▶ Set exercise: Copy every line below that contains the string "wall", matching case.

Records of labeled boxes:
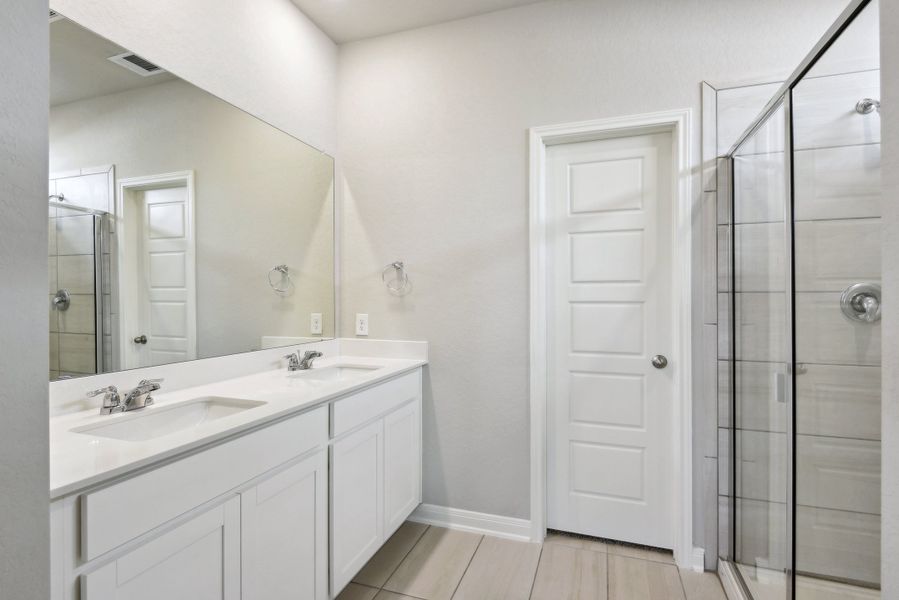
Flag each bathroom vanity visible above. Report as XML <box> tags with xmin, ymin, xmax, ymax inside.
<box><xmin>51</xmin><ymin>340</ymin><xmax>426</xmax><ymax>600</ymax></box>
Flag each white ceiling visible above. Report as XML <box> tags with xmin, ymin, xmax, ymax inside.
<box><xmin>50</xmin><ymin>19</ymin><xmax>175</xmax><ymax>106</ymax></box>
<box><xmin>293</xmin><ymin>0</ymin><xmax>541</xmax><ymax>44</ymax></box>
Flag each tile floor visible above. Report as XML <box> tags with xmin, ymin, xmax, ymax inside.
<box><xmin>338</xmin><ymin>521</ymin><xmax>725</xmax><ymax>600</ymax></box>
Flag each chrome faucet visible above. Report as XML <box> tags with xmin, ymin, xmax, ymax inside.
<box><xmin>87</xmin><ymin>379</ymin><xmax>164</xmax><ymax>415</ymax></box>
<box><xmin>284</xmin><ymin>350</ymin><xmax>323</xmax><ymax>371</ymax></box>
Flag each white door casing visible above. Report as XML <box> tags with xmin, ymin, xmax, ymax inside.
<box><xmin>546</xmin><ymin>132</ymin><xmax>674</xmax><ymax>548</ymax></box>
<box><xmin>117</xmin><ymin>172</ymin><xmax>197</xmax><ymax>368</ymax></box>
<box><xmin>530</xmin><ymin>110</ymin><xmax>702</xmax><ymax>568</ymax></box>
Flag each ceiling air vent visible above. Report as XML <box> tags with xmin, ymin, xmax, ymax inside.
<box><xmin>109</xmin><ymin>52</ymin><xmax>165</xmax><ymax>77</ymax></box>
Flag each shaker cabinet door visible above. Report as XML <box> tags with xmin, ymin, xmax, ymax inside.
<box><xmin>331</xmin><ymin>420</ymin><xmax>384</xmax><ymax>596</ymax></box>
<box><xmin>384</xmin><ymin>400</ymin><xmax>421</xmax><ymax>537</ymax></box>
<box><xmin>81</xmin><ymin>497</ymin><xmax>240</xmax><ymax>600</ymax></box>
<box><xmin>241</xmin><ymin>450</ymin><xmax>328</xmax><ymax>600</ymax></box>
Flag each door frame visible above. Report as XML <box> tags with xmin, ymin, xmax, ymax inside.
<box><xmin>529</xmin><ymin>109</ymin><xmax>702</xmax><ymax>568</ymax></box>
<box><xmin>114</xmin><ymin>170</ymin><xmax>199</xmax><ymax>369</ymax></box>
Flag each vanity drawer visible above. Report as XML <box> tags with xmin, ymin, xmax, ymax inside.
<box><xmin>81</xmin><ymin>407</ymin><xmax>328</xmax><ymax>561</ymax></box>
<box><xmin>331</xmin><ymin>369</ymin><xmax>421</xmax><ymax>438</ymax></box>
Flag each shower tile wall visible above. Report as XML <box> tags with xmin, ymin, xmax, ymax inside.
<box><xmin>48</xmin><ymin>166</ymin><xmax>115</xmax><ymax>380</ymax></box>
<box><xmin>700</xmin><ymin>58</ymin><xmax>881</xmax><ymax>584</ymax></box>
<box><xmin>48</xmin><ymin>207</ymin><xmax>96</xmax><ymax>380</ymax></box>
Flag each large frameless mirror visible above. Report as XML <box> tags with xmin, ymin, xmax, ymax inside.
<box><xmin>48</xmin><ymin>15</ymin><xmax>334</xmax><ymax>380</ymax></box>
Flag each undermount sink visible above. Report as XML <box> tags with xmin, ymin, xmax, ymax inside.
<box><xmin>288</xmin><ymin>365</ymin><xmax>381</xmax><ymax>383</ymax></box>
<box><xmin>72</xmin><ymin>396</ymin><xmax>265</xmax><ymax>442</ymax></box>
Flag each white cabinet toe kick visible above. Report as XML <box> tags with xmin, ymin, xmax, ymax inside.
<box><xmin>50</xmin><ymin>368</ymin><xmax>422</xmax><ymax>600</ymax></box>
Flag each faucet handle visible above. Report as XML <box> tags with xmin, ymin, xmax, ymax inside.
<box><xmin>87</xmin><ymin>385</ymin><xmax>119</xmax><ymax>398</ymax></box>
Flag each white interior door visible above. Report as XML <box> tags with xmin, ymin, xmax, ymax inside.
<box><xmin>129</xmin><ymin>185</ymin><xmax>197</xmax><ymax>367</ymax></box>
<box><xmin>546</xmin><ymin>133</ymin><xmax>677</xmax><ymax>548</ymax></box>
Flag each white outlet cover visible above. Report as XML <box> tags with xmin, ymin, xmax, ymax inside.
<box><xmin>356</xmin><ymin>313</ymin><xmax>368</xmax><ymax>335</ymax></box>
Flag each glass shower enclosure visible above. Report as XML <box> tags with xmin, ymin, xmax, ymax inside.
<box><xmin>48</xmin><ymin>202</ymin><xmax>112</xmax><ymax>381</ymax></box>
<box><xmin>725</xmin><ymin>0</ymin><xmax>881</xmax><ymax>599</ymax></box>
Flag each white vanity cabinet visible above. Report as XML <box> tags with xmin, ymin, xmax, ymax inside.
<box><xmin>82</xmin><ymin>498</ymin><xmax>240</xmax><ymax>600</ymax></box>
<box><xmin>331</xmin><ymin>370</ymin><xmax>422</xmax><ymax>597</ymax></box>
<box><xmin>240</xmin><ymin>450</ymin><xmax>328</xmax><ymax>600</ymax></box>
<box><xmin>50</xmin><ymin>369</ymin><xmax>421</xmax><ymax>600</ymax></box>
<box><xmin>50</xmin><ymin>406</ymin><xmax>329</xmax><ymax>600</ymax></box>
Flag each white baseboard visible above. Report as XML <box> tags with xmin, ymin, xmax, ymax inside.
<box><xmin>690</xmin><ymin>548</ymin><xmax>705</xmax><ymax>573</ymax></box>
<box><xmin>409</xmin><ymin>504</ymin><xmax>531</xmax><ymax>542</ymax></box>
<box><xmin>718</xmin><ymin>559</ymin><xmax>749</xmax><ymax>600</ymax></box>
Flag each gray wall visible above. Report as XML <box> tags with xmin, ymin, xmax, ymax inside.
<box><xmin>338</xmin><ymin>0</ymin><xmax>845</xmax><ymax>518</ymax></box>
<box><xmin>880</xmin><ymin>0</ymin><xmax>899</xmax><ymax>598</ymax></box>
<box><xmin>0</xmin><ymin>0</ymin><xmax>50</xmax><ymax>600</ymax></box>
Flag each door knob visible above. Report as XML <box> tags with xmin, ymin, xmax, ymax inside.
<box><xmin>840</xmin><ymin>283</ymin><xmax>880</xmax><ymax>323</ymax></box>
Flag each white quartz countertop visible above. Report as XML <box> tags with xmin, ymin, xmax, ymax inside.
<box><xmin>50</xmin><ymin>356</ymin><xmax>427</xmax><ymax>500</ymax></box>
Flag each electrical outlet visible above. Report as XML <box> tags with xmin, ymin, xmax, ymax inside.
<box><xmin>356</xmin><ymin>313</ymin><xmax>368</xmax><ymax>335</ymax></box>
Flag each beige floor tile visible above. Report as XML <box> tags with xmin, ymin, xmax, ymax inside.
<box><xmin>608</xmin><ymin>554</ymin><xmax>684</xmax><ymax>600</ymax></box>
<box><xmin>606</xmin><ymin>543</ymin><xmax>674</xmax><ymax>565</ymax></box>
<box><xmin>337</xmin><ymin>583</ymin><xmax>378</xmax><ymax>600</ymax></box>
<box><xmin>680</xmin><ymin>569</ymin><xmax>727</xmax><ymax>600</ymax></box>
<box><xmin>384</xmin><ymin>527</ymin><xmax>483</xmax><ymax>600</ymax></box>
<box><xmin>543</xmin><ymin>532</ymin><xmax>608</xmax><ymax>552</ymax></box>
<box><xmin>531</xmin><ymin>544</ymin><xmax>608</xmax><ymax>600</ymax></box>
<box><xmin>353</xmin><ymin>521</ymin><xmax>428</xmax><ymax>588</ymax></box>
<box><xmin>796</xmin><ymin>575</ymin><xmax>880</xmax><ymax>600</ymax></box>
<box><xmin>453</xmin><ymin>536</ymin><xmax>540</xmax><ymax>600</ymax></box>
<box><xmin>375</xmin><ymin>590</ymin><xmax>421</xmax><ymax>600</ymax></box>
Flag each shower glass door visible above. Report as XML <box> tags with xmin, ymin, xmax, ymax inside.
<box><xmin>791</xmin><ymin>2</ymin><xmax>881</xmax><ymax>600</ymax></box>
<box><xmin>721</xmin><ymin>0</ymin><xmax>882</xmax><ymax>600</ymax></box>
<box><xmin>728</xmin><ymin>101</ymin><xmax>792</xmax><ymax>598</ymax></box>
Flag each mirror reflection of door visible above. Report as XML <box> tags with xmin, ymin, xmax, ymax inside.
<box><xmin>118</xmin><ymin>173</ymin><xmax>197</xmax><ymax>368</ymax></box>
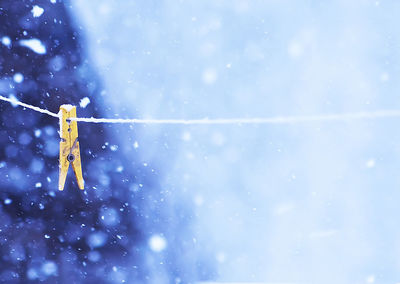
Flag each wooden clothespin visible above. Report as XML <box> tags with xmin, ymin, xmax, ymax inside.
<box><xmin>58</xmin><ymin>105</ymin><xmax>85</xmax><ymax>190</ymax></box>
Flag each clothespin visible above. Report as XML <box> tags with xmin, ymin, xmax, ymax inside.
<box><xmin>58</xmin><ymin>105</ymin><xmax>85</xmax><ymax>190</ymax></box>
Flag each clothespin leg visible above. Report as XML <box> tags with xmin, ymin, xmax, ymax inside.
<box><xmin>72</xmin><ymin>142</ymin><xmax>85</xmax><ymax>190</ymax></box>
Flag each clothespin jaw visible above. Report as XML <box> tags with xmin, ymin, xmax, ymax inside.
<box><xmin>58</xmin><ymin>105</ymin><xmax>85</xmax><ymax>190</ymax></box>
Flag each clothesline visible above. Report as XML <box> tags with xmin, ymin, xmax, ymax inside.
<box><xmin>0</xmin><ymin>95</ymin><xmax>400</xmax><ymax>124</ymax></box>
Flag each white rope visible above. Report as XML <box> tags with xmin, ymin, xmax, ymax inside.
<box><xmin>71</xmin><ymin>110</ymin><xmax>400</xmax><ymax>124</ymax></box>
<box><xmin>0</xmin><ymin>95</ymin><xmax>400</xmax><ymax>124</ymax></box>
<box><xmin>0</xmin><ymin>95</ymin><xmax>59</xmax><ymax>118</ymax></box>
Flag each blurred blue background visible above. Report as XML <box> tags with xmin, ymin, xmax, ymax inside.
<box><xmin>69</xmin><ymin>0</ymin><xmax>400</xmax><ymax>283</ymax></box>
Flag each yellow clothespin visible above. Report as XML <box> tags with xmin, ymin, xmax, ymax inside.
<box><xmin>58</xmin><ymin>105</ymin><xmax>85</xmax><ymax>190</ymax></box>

* * *

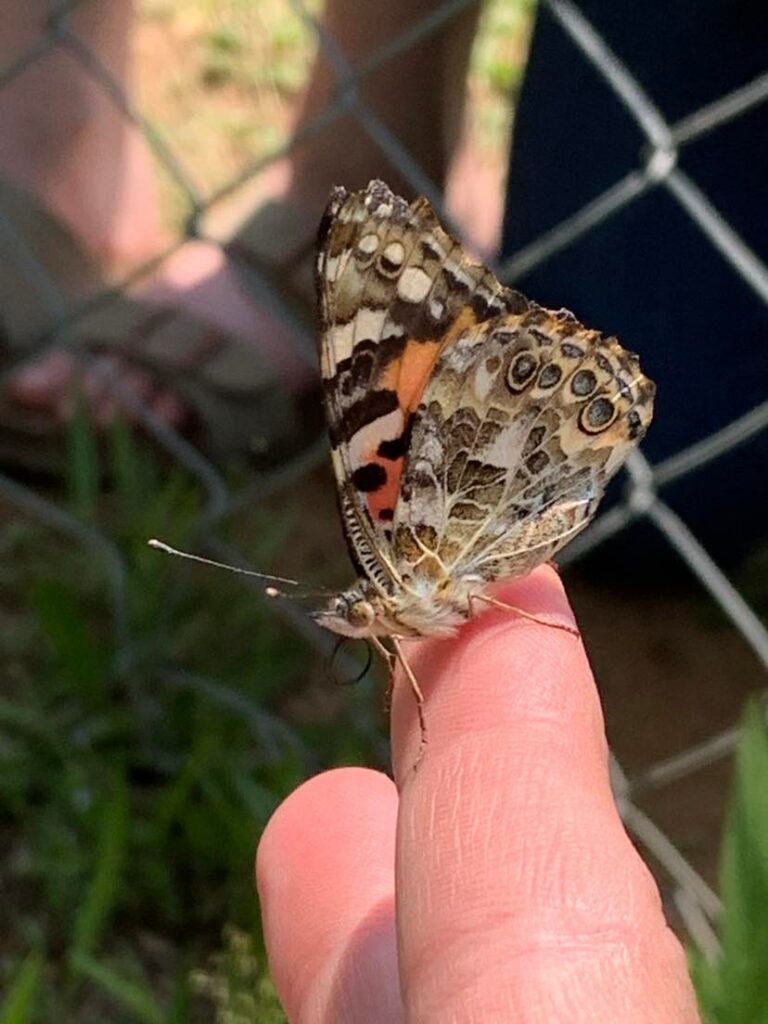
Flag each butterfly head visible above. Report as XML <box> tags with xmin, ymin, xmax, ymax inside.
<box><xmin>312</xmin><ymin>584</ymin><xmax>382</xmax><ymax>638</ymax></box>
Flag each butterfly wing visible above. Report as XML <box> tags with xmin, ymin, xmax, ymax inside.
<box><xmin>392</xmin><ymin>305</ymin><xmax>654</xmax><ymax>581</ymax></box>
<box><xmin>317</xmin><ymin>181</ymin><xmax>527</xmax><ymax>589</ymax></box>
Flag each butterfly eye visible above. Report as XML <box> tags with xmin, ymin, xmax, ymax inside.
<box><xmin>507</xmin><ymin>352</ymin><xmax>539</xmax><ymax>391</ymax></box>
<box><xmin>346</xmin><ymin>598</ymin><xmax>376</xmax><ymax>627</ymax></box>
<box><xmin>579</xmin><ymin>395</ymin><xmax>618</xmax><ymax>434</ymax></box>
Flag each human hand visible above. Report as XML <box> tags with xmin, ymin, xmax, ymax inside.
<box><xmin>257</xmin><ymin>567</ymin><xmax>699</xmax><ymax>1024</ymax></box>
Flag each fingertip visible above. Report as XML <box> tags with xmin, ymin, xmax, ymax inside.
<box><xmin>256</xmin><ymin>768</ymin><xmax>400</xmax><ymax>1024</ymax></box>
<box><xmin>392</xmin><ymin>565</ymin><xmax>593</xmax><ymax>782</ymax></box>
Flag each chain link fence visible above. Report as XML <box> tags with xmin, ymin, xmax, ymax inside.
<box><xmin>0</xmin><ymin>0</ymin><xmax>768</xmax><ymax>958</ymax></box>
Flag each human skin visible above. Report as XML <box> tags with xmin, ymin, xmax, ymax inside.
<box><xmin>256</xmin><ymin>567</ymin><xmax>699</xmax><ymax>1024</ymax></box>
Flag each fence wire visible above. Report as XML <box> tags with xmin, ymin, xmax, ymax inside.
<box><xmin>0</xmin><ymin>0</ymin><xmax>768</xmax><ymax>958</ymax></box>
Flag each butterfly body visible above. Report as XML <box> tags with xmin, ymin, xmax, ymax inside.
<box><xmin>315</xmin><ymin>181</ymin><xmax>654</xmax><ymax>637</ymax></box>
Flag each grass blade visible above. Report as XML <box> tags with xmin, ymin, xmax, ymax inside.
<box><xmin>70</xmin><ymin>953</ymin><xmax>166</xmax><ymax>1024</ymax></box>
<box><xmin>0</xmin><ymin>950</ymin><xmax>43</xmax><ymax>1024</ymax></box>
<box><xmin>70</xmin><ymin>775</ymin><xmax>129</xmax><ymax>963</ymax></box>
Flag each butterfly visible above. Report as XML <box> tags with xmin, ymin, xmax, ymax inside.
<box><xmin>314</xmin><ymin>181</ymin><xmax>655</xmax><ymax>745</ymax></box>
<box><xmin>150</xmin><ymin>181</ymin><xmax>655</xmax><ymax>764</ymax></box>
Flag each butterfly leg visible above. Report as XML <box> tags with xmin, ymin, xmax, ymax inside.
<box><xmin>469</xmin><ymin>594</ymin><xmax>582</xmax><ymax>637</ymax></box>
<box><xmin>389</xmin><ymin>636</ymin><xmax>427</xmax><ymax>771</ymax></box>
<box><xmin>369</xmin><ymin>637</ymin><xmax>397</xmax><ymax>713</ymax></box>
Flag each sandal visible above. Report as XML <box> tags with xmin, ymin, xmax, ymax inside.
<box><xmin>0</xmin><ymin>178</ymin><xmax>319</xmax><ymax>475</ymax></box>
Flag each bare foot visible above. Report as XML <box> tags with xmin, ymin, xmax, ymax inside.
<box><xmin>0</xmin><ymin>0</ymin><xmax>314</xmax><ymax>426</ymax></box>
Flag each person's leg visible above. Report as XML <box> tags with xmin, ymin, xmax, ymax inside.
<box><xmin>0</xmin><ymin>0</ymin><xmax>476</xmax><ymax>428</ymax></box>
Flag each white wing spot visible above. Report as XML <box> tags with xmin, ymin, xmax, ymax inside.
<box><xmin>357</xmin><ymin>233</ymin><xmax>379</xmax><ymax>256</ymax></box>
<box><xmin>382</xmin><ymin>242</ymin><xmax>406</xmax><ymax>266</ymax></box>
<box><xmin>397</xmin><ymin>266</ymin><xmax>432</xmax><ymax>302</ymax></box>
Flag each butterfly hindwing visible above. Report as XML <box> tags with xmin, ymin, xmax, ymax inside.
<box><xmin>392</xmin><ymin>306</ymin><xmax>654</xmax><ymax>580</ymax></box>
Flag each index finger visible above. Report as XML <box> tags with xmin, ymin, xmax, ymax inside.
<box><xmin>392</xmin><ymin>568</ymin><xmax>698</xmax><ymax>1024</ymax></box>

▶ Exercise solution:
Flag each shower tile wall visible above. Report as XML <box> tags with xmin, ymin, xmax, ymax inside.
Flag each gray wall visible above. Report as XML <box> tags with xmin, ymin, xmax, ymax inside.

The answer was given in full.